**Task details**
Echo the data below line for line, changing nothing.

[Point annotation dataset records]
§

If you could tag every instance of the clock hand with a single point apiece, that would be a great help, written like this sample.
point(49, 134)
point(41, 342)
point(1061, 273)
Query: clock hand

§

**Output of the task**
If you could tag every instance of the clock hand with a single point apiece, that would be a great help, written like this sample.
point(49, 134)
point(41, 342)
point(1061, 273)
Query: clock hand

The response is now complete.